Prompt a: In the code review comments, what does makedepend append to the Makefile?

Excerpt to read:

[138] in Information Retrieval

home help back first fref pref prev next nref lref last post

Code Review - some additional comments

daemon@ATHENA.MIT.EDU (Mitchell N Charity)
Fri Jan 22 15:04:20 1993

Date: Fri, 22 Jan 93 15:03:30 EST
From: mcharity@hq.LCS.MIT.EDU (Mitchell N Charity)
To: elibdev@Athena.MIT.EDU
Reply-To: mcharity@lcs.mit.edu

At today's code review, there was some interest in seeing this...

-- included message --
From mcharity Wed Dec 23 20:44:15 1992 EST
Subject: MARC routines

Here are some random comments on marc.h and marclib.c ...

Regards,
Mitchell
-------------------
general

Note the existence of several ftp'able C style guides / coding standards.
Those I have include:
  Recommended C Style and Coding Standards - various
  How To Steal Code (or Inventing The Wheel Only Once) - Henry Spencer
  cstyle-ESA-OZ.txt

Religious annotation:
It has been said that programs are a way to communicate with other people,
and are only incidentally compilable by a computer.
Given that, all the usual rules of writing clear english apply.
One can write code (even in C:) which clearly and concisely says
what is being done, and why.
It can "read like a novel".
It should never be necessary to emulate a compiler or computer in order to
understand what is happening.
Flame off :).


Makefile

Note existence of etags (emacs tags).
After etags is run on sources (% etags foo.h foo.c ...),
emacs can then do search and query-replace over all the files
(M-x tags-search, M-x tags-query-replace).
A common idiom is to include in the Makefile:
etags:
	etags ${FILES}

Note existence of makedepend.
When makedepend is run on sources (% makedepend foo.h foo.c ...),
it creates #include dependency information and appends it to the Makefile.
A common idiom is to include in the Makefile:
depend:
	makedepend ${FILES}



marc.h

A header file can contain a description of the abstraction being provided.
It defines the externally visible aspects of a package.
It can describe abstraction, its assumptions, limits, use, etc.
This information might instead go in a document or man page.
Documentation duplication should be avoided:
 - variable names may not accurately reflect their use
 - nearby comments will _sometimes_ not match code
 - comments in another file will _often_ not match code
 - comments in 2 or more files will usually disagree w each other and the code.

While a header describes an interface/abstraction, it should avoid
revealing implementation details which the consumer of the abstraction
does not need to know about.
These are included, with a description of the implementation, in the .c file.

Headers can be thought of as defining an interface, and often include
data type declarations and procedure prototypes.

Records for processing:
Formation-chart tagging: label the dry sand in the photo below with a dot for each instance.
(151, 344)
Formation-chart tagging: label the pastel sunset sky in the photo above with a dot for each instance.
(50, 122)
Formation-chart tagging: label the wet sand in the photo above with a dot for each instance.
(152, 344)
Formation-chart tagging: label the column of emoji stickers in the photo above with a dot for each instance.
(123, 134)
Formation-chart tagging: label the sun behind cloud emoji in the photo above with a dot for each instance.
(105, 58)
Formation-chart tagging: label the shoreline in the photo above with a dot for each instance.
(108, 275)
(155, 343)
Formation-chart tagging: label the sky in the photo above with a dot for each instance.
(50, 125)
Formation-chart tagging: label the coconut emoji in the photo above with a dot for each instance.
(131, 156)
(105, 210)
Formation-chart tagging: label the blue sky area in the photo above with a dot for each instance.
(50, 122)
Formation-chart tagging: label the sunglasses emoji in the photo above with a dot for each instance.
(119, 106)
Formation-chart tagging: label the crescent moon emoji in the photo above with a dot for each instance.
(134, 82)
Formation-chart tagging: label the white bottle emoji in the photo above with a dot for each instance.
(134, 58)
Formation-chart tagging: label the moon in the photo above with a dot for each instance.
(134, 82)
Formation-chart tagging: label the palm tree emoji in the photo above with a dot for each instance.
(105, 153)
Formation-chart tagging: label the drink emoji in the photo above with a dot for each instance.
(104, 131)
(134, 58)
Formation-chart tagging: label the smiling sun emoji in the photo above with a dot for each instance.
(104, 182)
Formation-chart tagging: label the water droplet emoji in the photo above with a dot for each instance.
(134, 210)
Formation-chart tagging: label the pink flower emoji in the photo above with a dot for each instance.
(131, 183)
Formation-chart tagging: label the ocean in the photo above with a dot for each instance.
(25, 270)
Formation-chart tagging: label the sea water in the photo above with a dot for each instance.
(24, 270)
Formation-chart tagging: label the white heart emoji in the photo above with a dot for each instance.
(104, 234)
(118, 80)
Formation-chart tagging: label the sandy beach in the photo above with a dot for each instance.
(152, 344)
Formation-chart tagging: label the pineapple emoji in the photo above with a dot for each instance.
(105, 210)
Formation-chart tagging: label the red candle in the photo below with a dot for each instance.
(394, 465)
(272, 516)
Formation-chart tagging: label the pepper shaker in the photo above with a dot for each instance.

Prompt b: From the records, copy out word for word the lines that begin at the one containing "Formation-chart tagging: label the sea" and run through the last line of the records.

Written solution a: It appends #include dependency information to the Makefile.

Written solution b:
Formation-chart tagging: label the sea water in the photo above with a dot for each instance.
(24, 270)
Formation-chart tagging: label the white heart emoji in the photo above with a dot for each instance.
(104, 234)
(118, 80)
Formation-chart tagging: label the sandy beach in the photo above with a dot for each instance.
(152, 344)
Formation-chart tagging: label the pineapple emoji in the photo above with a dot for each instance.
(105, 210)
Formation-chart tagging: label the red candle in the photo below with a dot for each instance.
(394, 465)
(272, 516)
Formation-chart tagging: label the pepper shaker in the photo above with a dot for each instance.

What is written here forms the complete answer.